### 引用文
=-=-=
指示通りにしなければ、値引き分を本部は負担しない――こう圧力をかけられても、本部の言いつけを守らないオーナーは、少ないのではないだろうか。

これまでも、コンビニ本部と加盟者の関係は変遷を経てきた。2009年には、公正取引委員会が、セブン-イレブンに対して「加盟者の値引きを制限するのは不当」とする排除措置命令を出した。この騒動をきっかけに、セブンではそれまで全額オーナー負担だった廃棄商品の原価の15%を負担するようになった。

オーナー側の意識改革も必要

激しくシェアを争うコンビニ各社にとって、オーナーの確保は死活問題でもある。「オーナーが見つからなくて出店が滞ったチェーンもある。実際うちにも、セブン以外は『誰か紹介してくれないか』と皆相談してくる」(三橋氏)。これ以上、“コンビニビジネスは過酷”というイメージが根付き、加盟希望者が減るのは厳しい。
=-=-=
### 提示資料
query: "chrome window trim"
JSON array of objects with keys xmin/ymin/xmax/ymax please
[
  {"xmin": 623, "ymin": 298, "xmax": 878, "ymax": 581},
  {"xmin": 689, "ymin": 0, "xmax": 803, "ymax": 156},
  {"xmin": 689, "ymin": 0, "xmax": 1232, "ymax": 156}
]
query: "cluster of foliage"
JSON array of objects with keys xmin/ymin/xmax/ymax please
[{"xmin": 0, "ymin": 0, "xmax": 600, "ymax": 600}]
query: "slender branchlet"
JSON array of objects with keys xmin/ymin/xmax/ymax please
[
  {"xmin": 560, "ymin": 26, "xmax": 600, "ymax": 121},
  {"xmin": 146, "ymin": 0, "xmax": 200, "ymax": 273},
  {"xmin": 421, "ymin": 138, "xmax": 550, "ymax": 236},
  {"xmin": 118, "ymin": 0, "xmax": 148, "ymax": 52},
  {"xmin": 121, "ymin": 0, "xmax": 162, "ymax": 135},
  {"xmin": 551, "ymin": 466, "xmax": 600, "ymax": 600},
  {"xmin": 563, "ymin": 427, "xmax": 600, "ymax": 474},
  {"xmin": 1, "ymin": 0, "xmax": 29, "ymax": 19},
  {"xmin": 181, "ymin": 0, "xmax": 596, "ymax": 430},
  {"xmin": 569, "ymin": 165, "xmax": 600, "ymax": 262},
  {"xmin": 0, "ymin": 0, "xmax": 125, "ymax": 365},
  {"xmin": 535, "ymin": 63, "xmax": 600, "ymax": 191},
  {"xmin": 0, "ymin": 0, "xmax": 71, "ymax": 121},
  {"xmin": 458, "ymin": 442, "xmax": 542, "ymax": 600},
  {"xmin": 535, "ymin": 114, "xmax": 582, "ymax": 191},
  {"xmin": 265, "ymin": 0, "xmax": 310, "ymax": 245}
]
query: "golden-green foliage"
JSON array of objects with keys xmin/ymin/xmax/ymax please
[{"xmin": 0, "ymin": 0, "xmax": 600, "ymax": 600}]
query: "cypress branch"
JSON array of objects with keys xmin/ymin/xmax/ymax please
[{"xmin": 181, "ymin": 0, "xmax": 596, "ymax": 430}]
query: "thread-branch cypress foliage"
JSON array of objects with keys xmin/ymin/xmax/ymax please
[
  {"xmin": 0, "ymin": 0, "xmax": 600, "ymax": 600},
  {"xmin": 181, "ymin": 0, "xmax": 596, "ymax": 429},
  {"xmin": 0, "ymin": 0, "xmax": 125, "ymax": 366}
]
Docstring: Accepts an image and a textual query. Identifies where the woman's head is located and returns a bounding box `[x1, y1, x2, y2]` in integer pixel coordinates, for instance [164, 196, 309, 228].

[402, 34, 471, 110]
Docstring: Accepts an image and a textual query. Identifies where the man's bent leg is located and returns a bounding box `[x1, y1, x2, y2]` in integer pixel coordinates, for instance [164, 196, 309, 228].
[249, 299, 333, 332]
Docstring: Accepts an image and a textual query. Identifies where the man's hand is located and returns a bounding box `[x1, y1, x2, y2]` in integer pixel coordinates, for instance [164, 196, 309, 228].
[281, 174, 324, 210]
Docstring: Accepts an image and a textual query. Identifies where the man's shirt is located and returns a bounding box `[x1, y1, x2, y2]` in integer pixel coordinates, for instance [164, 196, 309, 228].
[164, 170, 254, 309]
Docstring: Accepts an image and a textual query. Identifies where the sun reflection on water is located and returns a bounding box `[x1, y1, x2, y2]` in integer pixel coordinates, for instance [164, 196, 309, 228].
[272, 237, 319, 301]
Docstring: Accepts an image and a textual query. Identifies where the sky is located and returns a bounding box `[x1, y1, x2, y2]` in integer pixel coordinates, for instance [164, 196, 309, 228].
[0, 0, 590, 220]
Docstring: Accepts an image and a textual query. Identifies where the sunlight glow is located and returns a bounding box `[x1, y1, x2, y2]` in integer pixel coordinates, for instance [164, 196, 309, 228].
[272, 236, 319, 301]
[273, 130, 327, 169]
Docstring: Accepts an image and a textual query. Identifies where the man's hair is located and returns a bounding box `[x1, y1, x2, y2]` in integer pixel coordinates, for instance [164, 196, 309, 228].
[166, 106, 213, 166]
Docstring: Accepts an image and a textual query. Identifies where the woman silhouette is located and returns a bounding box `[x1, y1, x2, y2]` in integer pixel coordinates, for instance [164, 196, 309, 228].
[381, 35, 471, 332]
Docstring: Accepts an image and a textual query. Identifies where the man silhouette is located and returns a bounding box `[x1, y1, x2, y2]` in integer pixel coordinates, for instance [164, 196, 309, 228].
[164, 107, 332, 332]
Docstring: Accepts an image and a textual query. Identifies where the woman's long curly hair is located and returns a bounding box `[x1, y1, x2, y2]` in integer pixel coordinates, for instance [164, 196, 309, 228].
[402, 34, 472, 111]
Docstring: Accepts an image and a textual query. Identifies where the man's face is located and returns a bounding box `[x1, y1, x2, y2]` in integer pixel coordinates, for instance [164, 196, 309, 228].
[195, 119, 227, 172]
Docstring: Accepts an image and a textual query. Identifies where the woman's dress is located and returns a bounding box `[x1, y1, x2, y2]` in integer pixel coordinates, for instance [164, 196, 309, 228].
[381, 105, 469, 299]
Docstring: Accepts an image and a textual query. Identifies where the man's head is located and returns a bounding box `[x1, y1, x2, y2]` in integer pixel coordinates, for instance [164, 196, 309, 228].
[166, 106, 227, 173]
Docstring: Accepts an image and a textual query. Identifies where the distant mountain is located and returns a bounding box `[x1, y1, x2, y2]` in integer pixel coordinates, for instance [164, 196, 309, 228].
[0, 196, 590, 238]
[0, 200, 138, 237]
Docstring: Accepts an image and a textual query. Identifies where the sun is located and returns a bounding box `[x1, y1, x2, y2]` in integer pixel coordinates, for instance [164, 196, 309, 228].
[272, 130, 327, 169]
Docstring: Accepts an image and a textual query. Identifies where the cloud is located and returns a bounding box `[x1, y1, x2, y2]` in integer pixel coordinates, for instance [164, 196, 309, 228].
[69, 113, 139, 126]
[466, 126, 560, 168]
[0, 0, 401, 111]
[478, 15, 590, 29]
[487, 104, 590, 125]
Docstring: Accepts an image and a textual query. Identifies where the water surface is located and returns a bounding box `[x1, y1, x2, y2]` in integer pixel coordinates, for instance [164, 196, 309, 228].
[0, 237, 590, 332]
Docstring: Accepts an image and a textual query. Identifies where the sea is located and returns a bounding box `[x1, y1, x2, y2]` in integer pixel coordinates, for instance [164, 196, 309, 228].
=-=-=
### 指示文 A
コンビニ本部と加盟店オーナーについての引用文のうち、「指示通りにしなければ、値引き」から始まり「加盟希望者が減るのは厳しい。」まで続く部分を、一字一句変えずに書き写しなさい。
### 指示文 B
コンビニ本部と加盟店オーナーの関係を扱った引用文の、最後の文の後に続く部分を書き足しなさい。

### 解答 A
指示通りにしなければ、値引き分を本部は負担しない――こう圧力をかけられても、本部の言いつけを守らないオーナーは、少ないのではないだろうか。

これまでも、コンビニ本部と加盟者の関係は変遷を経てきた。2009年には、公正取引委員会が、セブン-イレブンに対して「加盟者の値引きを制限するのは不当」とする排除措置命令を出した。この騒動をきっかけに、セブンではそれまで全額オーナー負担だった廃棄商品の原価の15%を負担するようになった。

オーナー側の意識改革も必要

激しくシェアを争うコンビニ各社にとって、オーナーの確保は死活問題でもある。「オーナーが見つからなくて出店が滞ったチェーンもある。実際うちにも、セブン以外は『誰か紹介してくれないか』と皆相談してくる」(三橋氏)。これ以上、“コンビニビジネスは過酷”というイメージが根付き、加盟希望者が減るのは厳しい。

### 解答 B
酒井さんは「私たちは一番お客さんに近い存在でもある。われわれオーナーの話も聞かないと、本当の意味でのコンビニの持続性はないのではないか」と歩み寄りを求める。

同時に、オーナー希望者の意識改革も必要だ。「加盟する際は対等な立場として契約したつもりでいた」「大手企業だから大丈夫だろうという安心感があった」(酒井さん)。

コンビニのフランチャイズ契約を巡る問題に詳しい中野和子弁護士は「本部に任せていればいいと思ってしまう人が多いが、契約の際にはきちんと自分で情報収集をする必要がある」と話す。たとえばこの立地だったらどれくらいお客が来そうか、事前の売り上げ予測を本部から詳細に開示してもらう、など自分で納得いくまで調べる。決して本部の言うことを鵜呑みにしないのが重要だと強調する。

オーナーと本部の間では、常にさまざまな衝突がある。今回、「対等に話し合える場」ができたことで、両者の関係は大きく変わるだろうか。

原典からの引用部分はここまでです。